[DIRECTIONS FOR THIS TASK]: For each line of the material, write out an exact copy.

[DATA FOR THIS EXERCISE]:
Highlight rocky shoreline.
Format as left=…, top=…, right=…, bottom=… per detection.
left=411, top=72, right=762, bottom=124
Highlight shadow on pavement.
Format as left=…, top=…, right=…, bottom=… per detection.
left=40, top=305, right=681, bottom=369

[SOLUTION TO THE EXERCISE]:
Highlight rocky shoreline.
Format as left=…, top=…, right=…, bottom=… per detection.
left=411, top=72, right=762, bottom=124
Highlight shadow on pavement.
Format as left=…, top=…, right=…, bottom=… per detection.
left=40, top=305, right=681, bottom=369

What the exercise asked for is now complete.